Task prompt –
Can you pull out each line of the data below that includes the word "after"?

Records for the exercise –
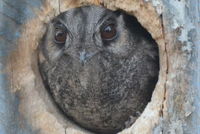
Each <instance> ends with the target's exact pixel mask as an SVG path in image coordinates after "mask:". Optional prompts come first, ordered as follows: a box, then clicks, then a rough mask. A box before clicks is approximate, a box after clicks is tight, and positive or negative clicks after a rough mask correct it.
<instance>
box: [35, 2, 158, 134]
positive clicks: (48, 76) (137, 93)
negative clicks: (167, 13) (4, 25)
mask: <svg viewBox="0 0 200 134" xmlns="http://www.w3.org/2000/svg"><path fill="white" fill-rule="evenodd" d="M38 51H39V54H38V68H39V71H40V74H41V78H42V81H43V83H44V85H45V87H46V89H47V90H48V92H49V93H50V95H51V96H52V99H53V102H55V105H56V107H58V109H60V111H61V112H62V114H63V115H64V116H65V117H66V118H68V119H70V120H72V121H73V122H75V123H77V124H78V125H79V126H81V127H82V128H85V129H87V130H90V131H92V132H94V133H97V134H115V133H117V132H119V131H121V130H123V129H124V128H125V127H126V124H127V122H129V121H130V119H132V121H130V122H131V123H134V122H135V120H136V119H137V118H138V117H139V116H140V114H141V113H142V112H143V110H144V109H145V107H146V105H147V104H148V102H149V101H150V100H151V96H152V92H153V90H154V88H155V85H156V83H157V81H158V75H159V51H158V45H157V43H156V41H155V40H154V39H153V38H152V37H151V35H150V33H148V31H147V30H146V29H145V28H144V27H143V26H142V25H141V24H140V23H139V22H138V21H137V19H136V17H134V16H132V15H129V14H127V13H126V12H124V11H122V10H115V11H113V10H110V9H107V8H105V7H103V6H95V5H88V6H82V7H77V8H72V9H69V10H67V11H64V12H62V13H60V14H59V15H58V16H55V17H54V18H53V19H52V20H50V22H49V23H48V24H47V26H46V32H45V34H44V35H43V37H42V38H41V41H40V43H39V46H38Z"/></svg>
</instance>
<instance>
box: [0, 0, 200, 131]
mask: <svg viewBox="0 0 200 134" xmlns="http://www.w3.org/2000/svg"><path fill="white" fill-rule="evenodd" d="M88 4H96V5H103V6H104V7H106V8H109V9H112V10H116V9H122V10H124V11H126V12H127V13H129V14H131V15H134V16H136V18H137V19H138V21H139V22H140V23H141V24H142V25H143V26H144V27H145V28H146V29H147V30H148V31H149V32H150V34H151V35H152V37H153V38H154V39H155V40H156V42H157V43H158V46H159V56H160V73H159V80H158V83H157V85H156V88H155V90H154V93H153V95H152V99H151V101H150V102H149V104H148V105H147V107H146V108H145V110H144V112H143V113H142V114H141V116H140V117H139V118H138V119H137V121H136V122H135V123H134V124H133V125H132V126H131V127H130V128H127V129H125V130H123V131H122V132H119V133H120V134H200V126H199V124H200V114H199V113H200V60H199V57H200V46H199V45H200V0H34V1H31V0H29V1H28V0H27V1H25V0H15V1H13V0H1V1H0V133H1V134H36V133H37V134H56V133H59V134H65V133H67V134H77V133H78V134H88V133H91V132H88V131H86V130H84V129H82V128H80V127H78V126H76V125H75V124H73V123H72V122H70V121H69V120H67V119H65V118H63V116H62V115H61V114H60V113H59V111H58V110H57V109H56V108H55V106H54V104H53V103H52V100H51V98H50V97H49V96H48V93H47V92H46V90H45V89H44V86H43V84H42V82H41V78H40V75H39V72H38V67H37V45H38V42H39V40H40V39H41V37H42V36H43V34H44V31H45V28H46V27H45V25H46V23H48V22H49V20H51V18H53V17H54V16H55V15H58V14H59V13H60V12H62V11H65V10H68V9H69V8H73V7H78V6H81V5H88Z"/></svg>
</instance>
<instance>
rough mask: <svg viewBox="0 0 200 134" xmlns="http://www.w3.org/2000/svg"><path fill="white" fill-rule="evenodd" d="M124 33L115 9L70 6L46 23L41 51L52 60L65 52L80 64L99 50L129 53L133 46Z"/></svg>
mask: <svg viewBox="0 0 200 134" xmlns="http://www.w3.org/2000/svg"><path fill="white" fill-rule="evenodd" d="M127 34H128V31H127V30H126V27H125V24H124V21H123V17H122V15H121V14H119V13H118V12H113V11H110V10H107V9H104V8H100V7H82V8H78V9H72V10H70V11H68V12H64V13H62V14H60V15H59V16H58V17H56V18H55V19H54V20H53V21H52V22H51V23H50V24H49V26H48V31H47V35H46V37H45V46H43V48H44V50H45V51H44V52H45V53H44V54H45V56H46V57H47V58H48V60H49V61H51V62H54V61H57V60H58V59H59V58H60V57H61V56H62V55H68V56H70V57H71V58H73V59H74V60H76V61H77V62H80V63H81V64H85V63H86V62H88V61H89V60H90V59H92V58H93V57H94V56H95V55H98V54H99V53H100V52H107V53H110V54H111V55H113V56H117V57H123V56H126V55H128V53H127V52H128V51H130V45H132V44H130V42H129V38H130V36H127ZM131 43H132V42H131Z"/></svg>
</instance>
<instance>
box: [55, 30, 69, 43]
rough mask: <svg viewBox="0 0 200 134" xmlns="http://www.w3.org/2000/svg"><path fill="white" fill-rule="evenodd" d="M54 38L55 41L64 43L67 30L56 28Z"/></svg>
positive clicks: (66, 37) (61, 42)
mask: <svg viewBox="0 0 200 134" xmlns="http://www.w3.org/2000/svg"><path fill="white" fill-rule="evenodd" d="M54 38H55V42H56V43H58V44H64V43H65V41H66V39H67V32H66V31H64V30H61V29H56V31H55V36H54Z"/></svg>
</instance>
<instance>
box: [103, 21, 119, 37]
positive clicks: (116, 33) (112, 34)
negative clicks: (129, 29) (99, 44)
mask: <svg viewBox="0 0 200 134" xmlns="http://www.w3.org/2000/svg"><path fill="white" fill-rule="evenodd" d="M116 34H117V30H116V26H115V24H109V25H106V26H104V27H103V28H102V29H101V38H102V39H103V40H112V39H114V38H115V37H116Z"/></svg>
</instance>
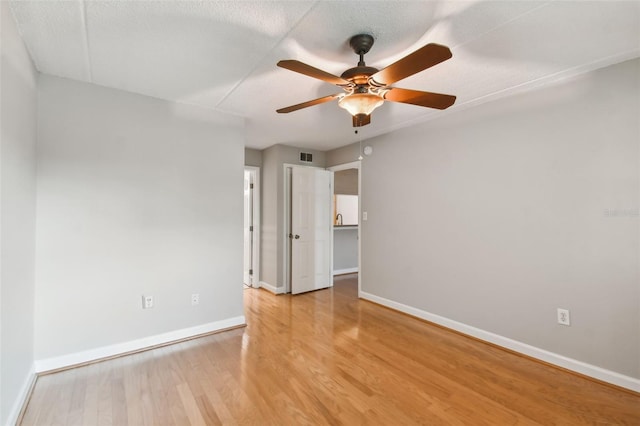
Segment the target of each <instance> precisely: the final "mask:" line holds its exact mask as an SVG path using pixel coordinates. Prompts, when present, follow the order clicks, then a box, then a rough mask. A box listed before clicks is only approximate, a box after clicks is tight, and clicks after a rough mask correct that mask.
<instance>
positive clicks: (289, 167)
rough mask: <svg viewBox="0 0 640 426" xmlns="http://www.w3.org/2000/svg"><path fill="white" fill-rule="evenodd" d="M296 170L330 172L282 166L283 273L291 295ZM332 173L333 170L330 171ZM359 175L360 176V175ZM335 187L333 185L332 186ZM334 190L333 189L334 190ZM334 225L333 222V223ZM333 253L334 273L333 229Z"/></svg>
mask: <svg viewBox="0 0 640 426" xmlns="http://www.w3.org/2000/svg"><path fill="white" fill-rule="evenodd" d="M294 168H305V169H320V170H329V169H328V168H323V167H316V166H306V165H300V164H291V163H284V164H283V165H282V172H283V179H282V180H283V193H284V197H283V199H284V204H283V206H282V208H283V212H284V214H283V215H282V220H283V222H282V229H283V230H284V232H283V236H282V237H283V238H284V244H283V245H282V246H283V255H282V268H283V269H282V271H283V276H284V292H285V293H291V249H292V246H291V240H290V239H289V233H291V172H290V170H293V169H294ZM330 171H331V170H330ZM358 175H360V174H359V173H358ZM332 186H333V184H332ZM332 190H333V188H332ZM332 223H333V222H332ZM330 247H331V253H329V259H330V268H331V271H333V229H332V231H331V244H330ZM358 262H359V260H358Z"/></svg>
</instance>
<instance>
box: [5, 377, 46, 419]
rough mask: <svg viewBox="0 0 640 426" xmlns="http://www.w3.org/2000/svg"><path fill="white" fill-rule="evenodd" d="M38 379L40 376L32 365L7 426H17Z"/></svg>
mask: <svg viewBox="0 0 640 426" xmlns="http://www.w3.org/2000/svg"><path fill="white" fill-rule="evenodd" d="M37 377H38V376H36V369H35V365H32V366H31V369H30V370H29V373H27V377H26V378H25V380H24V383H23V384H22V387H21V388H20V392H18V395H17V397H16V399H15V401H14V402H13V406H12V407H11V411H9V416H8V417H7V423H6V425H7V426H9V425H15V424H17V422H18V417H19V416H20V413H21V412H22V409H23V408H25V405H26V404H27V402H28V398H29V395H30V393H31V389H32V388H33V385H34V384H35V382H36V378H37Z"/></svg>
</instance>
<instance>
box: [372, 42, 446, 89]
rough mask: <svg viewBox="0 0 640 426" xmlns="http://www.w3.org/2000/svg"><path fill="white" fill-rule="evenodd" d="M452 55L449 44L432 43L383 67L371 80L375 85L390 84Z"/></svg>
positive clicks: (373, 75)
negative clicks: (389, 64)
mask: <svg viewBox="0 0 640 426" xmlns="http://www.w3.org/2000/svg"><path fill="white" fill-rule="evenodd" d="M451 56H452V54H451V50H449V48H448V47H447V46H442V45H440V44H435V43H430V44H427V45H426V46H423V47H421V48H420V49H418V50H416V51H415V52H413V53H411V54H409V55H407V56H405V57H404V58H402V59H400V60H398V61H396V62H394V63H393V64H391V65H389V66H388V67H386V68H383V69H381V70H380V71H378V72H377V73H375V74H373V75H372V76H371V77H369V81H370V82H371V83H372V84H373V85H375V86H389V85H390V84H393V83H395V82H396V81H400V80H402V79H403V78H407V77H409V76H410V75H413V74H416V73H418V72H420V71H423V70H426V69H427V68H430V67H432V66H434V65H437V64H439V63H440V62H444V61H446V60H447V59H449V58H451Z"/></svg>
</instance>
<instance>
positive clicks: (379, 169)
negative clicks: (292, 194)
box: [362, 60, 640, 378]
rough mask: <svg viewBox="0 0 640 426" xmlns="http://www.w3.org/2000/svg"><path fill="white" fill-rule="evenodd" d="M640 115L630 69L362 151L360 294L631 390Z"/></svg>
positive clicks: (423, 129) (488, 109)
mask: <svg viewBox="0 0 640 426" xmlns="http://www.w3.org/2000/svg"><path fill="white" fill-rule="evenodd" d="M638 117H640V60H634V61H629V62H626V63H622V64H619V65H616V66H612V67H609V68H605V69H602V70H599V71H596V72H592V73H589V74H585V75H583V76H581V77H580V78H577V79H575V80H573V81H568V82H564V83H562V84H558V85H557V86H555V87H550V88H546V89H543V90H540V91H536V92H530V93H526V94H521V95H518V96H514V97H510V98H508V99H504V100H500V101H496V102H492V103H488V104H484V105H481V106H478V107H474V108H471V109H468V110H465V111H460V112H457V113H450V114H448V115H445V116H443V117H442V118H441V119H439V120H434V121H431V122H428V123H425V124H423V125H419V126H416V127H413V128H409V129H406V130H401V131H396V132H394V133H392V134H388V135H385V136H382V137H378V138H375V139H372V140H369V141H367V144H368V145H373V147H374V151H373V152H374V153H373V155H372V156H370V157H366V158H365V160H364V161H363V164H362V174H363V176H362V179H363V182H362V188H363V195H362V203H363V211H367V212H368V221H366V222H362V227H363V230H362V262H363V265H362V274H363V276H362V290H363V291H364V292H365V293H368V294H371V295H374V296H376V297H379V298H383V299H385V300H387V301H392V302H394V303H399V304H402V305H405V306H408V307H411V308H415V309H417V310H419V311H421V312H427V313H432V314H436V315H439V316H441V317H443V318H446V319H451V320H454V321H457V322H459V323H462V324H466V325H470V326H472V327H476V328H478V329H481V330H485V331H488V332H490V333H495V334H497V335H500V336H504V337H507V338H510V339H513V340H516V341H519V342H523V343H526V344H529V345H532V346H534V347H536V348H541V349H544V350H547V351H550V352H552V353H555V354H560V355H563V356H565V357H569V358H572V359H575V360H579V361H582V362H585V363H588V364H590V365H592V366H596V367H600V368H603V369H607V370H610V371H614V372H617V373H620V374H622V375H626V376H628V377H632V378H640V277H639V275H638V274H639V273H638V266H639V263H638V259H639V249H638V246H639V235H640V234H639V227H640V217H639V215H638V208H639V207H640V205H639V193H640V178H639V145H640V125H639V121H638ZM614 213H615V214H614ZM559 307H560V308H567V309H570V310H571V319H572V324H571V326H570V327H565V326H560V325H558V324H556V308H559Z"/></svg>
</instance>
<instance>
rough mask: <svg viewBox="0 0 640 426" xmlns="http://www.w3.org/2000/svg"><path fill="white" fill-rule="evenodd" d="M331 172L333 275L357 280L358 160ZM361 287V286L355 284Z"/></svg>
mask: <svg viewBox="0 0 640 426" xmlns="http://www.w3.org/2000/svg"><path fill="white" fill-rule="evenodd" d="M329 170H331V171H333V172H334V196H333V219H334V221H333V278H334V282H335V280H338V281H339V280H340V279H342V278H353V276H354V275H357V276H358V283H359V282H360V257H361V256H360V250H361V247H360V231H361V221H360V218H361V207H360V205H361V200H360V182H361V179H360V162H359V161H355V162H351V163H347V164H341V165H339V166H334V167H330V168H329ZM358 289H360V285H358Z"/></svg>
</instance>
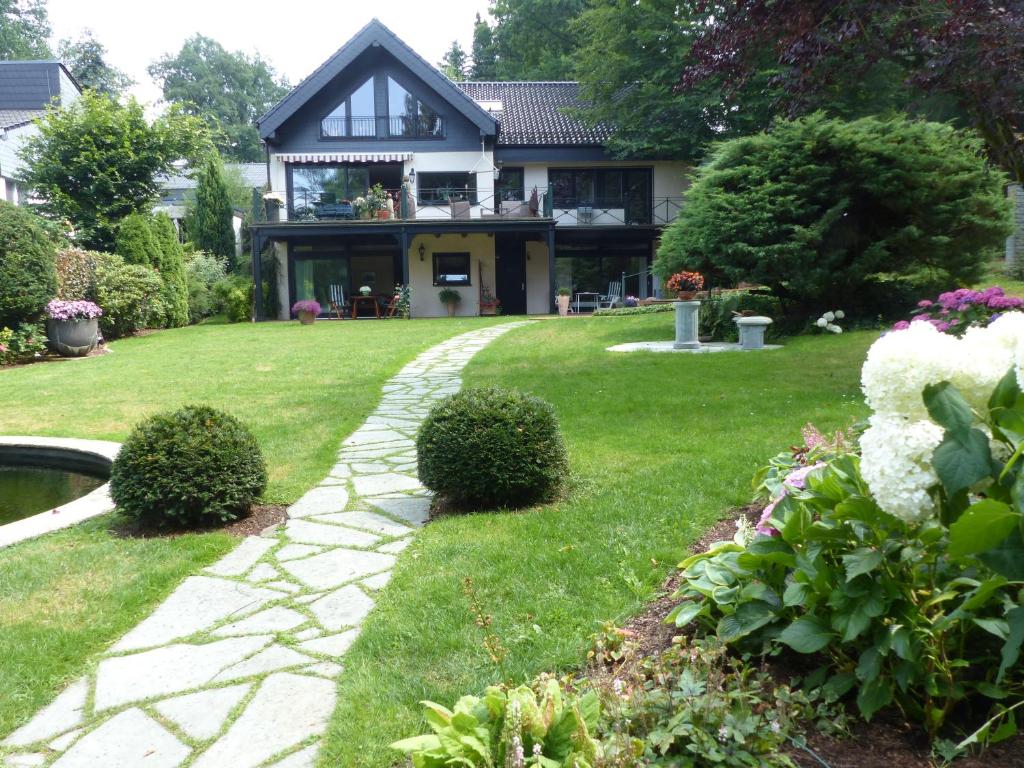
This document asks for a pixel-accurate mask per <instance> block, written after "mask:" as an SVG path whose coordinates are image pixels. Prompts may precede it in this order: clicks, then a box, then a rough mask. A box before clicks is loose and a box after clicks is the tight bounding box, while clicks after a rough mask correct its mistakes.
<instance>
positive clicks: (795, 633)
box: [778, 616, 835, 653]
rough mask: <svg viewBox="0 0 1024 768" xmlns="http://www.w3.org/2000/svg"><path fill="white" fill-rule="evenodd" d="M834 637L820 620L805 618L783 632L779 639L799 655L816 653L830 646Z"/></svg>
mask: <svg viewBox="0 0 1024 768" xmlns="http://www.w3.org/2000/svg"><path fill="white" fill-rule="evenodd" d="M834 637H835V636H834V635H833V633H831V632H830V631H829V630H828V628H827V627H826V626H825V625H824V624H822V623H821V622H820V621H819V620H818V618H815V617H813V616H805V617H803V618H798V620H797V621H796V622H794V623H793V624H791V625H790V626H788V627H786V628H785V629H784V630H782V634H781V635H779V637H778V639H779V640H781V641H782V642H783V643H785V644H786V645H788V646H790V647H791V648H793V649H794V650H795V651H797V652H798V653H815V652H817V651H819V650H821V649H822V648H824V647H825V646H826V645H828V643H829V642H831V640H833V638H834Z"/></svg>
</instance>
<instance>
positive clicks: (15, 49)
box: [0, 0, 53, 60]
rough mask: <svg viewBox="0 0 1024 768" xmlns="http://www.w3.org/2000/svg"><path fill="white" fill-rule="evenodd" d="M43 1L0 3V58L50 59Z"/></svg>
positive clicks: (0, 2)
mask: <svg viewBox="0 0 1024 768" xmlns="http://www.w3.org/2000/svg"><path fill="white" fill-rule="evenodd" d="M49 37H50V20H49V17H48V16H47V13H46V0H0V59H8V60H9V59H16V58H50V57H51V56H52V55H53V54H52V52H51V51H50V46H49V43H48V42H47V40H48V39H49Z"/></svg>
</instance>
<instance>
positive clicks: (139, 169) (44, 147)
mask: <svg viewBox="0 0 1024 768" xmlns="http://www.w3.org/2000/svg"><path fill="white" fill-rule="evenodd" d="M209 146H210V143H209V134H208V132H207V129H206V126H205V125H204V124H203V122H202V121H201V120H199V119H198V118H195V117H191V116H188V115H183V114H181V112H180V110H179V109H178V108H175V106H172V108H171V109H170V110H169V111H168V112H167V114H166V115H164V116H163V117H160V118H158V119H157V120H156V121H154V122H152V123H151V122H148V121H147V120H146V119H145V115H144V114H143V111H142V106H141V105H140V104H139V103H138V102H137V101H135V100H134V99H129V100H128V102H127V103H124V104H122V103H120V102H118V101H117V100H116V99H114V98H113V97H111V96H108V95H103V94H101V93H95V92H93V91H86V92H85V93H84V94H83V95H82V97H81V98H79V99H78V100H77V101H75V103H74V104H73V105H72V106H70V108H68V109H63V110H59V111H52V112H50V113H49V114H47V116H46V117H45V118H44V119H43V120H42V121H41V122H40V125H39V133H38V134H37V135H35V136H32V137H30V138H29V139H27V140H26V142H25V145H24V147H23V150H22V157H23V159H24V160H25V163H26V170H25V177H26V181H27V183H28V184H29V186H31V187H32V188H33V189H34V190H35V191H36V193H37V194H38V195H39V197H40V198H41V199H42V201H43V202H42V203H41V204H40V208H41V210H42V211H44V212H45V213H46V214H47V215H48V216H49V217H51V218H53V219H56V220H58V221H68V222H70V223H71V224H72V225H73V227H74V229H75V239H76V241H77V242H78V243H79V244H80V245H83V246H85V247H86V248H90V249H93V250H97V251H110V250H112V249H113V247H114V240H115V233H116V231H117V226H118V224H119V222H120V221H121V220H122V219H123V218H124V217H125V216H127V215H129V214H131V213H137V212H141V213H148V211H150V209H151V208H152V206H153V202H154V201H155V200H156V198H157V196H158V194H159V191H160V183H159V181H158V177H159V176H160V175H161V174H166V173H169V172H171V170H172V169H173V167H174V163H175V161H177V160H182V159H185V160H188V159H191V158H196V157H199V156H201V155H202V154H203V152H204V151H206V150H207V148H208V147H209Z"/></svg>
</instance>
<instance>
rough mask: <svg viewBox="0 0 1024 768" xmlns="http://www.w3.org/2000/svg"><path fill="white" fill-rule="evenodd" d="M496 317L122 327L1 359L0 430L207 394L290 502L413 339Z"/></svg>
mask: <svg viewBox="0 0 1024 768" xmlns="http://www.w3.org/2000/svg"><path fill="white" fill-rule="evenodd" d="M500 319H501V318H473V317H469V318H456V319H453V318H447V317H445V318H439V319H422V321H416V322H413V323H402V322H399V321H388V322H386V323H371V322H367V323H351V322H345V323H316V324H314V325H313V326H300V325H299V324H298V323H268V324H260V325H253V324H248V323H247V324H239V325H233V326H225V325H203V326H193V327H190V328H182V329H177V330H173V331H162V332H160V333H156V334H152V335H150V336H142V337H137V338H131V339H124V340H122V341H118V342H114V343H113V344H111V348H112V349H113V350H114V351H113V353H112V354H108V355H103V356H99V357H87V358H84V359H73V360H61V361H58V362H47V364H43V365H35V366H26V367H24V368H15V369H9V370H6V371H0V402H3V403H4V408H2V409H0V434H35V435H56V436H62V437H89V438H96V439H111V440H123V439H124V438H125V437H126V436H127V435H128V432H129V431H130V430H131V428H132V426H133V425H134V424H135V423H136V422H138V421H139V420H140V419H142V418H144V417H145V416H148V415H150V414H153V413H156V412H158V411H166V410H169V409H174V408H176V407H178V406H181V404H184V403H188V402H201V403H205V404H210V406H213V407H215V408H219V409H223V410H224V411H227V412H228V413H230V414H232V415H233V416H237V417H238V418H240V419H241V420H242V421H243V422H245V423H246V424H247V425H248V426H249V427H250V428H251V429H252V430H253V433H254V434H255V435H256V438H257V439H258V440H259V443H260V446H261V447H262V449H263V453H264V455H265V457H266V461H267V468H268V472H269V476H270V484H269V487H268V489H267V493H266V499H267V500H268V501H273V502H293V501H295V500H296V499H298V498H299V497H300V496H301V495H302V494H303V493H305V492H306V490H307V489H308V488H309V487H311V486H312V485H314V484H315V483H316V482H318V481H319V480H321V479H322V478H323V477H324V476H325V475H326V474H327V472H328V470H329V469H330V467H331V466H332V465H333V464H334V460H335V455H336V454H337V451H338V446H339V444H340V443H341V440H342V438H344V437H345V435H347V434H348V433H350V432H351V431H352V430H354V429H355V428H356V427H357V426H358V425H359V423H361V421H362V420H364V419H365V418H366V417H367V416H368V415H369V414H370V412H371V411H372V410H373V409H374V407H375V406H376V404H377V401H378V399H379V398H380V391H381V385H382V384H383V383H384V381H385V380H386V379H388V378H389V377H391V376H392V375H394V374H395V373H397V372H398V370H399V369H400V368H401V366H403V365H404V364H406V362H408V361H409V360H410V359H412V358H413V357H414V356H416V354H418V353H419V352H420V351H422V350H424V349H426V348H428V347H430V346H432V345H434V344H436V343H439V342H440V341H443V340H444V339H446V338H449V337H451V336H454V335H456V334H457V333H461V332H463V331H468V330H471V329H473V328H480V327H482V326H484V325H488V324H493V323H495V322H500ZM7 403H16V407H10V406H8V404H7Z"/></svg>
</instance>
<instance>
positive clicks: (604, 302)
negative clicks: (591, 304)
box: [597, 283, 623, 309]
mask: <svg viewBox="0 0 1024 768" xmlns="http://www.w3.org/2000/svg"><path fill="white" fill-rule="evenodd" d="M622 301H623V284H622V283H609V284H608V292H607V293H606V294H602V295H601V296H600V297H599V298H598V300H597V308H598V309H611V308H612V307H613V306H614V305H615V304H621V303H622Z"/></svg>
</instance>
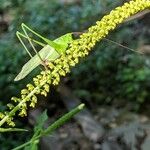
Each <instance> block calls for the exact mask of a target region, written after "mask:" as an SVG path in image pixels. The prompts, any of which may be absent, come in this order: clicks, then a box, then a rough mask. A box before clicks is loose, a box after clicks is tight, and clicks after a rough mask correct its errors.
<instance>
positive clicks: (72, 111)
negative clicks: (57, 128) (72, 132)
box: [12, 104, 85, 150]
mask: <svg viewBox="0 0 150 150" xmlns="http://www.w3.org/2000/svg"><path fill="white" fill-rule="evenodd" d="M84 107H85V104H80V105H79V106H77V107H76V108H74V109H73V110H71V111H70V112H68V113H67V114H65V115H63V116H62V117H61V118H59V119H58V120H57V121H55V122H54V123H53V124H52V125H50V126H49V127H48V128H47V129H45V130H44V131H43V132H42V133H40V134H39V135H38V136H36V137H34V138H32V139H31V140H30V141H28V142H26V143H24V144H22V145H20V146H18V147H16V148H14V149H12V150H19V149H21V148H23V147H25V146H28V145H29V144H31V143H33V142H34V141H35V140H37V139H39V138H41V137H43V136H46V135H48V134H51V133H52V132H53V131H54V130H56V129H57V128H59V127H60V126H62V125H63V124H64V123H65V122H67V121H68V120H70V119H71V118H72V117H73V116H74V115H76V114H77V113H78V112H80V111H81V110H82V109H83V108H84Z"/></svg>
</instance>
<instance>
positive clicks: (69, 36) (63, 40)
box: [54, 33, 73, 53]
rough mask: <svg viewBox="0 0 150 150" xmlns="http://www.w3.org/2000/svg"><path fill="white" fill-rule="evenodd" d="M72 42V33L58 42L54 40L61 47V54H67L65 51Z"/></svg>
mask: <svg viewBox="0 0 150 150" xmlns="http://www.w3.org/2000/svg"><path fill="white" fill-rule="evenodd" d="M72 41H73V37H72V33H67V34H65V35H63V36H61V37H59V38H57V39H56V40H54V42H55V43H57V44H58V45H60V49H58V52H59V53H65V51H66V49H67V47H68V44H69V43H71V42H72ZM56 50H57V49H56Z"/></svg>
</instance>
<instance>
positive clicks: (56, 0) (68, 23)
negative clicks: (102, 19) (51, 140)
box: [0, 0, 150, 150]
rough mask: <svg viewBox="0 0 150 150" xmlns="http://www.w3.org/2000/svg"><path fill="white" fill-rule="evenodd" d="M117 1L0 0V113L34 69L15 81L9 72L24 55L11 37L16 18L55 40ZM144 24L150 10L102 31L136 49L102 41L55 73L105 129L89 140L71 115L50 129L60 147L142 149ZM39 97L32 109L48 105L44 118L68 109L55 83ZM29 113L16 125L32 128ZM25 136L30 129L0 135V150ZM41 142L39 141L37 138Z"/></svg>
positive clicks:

Solution to this exercise –
Each <instance> ends with the target's exact pixel mask as an SVG path in image coordinates after "mask:". Optional prompts come first, ordered as follows: a box, then clicks, then a rough mask. A box before clicks is approximate, a box after clicks is tight, and positive or negative clicks after a rough mask correct it.
Segment the target of each <instance> precisely: the final "mask:" line holds its exact mask as an SVG path using pixel coordinates. Prompts, when present, follow the order clicks, then a box, then a rough mask. A box listed before clicks is only approximate, a box after clicks is tight, and clicks after a rough mask correct that mask.
This document asks for a pixel-accurate mask per <instance> block, written after "mask:" as an SVG path whose coordinates are image pixels. Prompts may precede it in this order: clicks, then a box, then a rough mask. A box before clicks is loose and a box after clicks is the tight bounding box, while clicks after a rough mask correct its mistakes.
Each <instance> block calls for the exact mask of a target region, written after "mask:" as an SVG path in image pixels. The prompts, any of which may be absent, come in this order: clicks, then a box, then a rough mask. A box before clicks is loose, a box after clicks is tight, and clicks after a rough mask correct its errors.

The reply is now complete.